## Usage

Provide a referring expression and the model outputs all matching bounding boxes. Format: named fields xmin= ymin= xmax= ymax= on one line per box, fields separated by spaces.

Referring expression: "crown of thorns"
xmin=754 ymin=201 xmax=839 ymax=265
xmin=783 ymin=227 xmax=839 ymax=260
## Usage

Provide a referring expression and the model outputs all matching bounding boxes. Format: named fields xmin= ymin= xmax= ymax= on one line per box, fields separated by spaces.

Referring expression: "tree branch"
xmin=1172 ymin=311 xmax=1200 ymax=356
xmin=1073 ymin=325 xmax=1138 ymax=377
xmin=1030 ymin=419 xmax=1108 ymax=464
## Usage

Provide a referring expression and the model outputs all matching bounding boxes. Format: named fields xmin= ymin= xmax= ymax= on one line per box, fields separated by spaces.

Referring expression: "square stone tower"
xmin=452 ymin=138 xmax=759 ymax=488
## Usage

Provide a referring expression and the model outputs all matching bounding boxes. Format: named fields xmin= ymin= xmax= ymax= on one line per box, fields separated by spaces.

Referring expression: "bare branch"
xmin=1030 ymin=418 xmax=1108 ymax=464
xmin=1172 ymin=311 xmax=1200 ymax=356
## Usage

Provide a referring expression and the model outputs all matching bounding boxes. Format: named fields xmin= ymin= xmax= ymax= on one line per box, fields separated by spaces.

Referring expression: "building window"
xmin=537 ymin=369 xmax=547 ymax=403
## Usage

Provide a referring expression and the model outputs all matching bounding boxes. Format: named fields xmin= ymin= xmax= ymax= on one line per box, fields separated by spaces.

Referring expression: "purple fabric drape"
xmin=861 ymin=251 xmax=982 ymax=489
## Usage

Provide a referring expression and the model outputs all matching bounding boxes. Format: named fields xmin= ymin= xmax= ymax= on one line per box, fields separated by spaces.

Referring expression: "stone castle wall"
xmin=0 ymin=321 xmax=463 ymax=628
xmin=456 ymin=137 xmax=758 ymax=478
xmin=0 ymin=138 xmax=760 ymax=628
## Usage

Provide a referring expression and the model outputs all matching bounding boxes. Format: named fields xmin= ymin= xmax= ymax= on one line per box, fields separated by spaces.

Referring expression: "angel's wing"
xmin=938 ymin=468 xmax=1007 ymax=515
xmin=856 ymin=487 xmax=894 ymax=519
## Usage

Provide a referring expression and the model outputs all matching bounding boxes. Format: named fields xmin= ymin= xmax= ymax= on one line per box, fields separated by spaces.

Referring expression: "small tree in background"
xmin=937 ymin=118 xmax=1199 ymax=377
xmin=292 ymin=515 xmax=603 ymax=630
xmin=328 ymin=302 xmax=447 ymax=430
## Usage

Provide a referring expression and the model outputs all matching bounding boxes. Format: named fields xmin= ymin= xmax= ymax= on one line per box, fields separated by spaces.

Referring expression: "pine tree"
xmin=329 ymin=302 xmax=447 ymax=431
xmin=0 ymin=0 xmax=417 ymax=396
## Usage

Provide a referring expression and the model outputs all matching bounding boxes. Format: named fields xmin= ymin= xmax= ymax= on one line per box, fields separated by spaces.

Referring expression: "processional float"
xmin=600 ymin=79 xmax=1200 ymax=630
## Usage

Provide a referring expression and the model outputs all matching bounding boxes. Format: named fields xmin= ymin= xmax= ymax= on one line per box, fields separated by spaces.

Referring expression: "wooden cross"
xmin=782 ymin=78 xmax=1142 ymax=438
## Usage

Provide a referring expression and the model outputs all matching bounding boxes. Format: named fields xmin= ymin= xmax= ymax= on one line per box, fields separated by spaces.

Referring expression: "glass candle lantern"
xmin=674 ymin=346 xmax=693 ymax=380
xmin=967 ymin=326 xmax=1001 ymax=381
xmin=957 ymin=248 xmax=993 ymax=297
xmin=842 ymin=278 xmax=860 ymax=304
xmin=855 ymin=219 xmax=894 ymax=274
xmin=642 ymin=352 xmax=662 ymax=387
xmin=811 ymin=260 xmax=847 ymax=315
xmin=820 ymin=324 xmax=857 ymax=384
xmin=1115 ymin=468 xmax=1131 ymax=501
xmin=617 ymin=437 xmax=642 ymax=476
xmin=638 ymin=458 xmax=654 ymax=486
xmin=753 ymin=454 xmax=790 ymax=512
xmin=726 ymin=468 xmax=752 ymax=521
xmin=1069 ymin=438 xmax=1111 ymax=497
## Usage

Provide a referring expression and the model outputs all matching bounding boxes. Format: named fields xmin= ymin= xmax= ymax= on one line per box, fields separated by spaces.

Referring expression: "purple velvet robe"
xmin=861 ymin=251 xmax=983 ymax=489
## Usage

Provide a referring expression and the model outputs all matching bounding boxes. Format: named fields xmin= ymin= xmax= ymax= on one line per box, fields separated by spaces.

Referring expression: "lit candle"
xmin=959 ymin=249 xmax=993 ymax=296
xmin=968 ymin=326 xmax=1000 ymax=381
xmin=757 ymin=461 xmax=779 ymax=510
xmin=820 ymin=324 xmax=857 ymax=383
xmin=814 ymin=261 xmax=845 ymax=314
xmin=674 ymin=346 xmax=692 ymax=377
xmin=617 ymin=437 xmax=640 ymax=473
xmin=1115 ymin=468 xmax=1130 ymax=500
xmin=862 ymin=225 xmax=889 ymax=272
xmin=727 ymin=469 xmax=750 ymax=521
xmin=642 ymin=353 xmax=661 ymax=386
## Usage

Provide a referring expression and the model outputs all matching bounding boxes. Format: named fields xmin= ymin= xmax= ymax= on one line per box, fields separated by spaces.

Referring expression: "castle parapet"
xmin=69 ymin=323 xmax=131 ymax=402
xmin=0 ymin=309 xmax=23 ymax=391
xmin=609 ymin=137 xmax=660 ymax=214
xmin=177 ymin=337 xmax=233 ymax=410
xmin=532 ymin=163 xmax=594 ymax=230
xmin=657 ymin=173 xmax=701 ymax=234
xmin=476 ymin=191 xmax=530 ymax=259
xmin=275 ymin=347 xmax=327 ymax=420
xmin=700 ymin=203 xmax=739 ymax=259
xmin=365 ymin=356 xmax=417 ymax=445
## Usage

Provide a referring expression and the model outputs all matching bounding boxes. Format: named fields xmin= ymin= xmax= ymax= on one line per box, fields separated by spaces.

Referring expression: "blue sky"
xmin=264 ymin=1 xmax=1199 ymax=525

# YOUR TASK
Repeat the records, every one of them, without any deviation.

# ANSWER
## Usage

Provide a referring expression and the model outputs all matching bounding boxes. Format: named fields xmin= ymin= xmax= ymax= on one line per box, fields separated by spaces.

Referring expression: "crown of thorns"
xmin=754 ymin=201 xmax=839 ymax=265
xmin=783 ymin=227 xmax=839 ymax=260
## Usage

Provide a referring expression and the model outputs all matching bounding boxes. Format: named fields xmin= ymin= xmax= ymax= on one line per box, fields separated by spaces.

Referring expression: "tree branch"
xmin=1172 ymin=311 xmax=1200 ymax=356
xmin=1073 ymin=325 xmax=1138 ymax=377
xmin=1030 ymin=419 xmax=1108 ymax=464
## Usage

Provide a referring expression and the model outputs all matching bounding boxes. Format: named fields xmin= ymin= xmax= ymax= on one line per box, fields separated by spaces.

Referring expression: "square stone tower"
xmin=452 ymin=138 xmax=759 ymax=488
## Usage

Provide a referring expression and the model outputs all matching bounding boxes. Format: named fields xmin= ymin= xmax= ymax= on one line per box, fields separated by spaces.

Referring expression: "bare branch"
xmin=1030 ymin=418 xmax=1108 ymax=464
xmin=1172 ymin=311 xmax=1200 ymax=356
## Usage

Provide a referring expression and the model outputs all matching bounding boxes. Format: named fields xmin= ymin= xmax= ymax= on one line per box, fields separated by spaces.

Referring expression: "building window"
xmin=537 ymin=369 xmax=547 ymax=403
## Usage

Provide a referring expression and the model outputs all matching bounding boxes. Format: named fields xmin= ymin= xmax= ymax= on one line per box, fields separated by spaces.

Referring expression: "purple fabric drape"
xmin=861 ymin=251 xmax=982 ymax=489
## Usage

Provide a referring expression and the model outputs all matching bounding boxes. Format: named fields xmin= ymin= xmax= ymax= on one line per box, fields separated by spaces.

Referring expression: "stone castle wall"
xmin=0 ymin=321 xmax=463 ymax=628
xmin=456 ymin=137 xmax=758 ymax=478
xmin=0 ymin=138 xmax=760 ymax=628
## Usage

Provide a referring expression and the model outputs all matching bounding boxes. Format: named fields xmin= ymin= xmax= ymax= on one line per box, fields separated by spaces.

Referring expression: "angel's wing"
xmin=938 ymin=468 xmax=1007 ymax=515
xmin=856 ymin=487 xmax=894 ymax=519
## Usage

Provide a referring expression and the model outputs all matching bounding boxes. Format: named fields xmin= ymin= xmax= ymax= on one line per box, fields separated by spaces.

Referring expression: "small tree in background"
xmin=937 ymin=118 xmax=1199 ymax=377
xmin=292 ymin=515 xmax=603 ymax=630
xmin=328 ymin=302 xmax=447 ymax=430
## Usage

Provide a referring expression and the model outputs all matching bounding boxes. Format: named fields xmin= ymin= xmax= ymax= on one line per box, fields separated by spaces.

Referring expression: "pine tree"
xmin=329 ymin=302 xmax=447 ymax=431
xmin=0 ymin=0 xmax=417 ymax=396
## Usage

Provide a referring expression and the model outputs all matching bounding boxes. Format: named fields xmin= ymin= xmax= ymax= on one line per box, fields separated by spaces.

Referring expression: "processional float"
xmin=600 ymin=79 xmax=1200 ymax=630
## Usage

Provide a referring expression and the model outputs all matching bounding boxes. Format: named fields xmin= ymin= xmax= ymax= on one line per box, fields separated by spaces.

Referring expression: "wooden cross"
xmin=782 ymin=78 xmax=1142 ymax=438
## Usage

Provide a referring expression and the model outputs all matching bounding boxes. Format: named fields xmin= ymin= xmax= ymax= on one line per box, fields separated by spaces.

Referring expression: "glass candle lantern"
xmin=674 ymin=346 xmax=693 ymax=380
xmin=967 ymin=326 xmax=1001 ymax=381
xmin=957 ymin=248 xmax=993 ymax=297
xmin=842 ymin=278 xmax=860 ymax=304
xmin=855 ymin=219 xmax=894 ymax=274
xmin=642 ymin=352 xmax=662 ymax=387
xmin=811 ymin=260 xmax=847 ymax=315
xmin=820 ymin=324 xmax=857 ymax=384
xmin=1115 ymin=468 xmax=1131 ymax=501
xmin=617 ymin=437 xmax=642 ymax=476
xmin=638 ymin=458 xmax=654 ymax=486
xmin=753 ymin=454 xmax=790 ymax=512
xmin=726 ymin=468 xmax=752 ymax=521
xmin=1069 ymin=438 xmax=1111 ymax=497
## Usage

Provide a referring expression and the model outputs all matching bounding boxes. Format: named fields xmin= ymin= xmax= ymax= on one line per box, fields separated by spaces.

Referring expression: "purple velvet robe"
xmin=861 ymin=251 xmax=983 ymax=489
## Usage

Provide a referring expression and the model outputs all matching bounding boxes. Format: named fields xmin= ymin= xmax= ymax= on one line per box, fields separated by spaces.

Referring expression: "lit candle"
xmin=959 ymin=249 xmax=993 ymax=296
xmin=968 ymin=326 xmax=1000 ymax=381
xmin=757 ymin=461 xmax=779 ymax=510
xmin=820 ymin=324 xmax=857 ymax=383
xmin=814 ymin=261 xmax=845 ymax=314
xmin=674 ymin=346 xmax=692 ymax=377
xmin=617 ymin=437 xmax=640 ymax=473
xmin=1115 ymin=468 xmax=1130 ymax=500
xmin=862 ymin=225 xmax=889 ymax=272
xmin=727 ymin=469 xmax=750 ymax=521
xmin=642 ymin=353 xmax=661 ymax=386
## Usage

Provide a referring expression and the model outputs all matching bounding boxes. Format: named fields xmin= ymin= xmax= ymax= on one line per box, fields separated by spaces.

Referring expression: "castle parapet"
xmin=69 ymin=323 xmax=131 ymax=402
xmin=0 ymin=309 xmax=23 ymax=391
xmin=609 ymin=137 xmax=660 ymax=214
xmin=177 ymin=337 xmax=233 ymax=410
xmin=532 ymin=163 xmax=594 ymax=230
xmin=657 ymin=173 xmax=701 ymax=234
xmin=476 ymin=191 xmax=530 ymax=259
xmin=275 ymin=347 xmax=327 ymax=420
xmin=700 ymin=203 xmax=739 ymax=259
xmin=365 ymin=356 xmax=417 ymax=445
## Usage

Provide a referring expression and the model outputs all matching bounding boxes. Format: named fields xmin= ymin= xmax= ymax= on one line per box, fields separated by spaces.

Referring expression: "blue sky"
xmin=264 ymin=1 xmax=1199 ymax=525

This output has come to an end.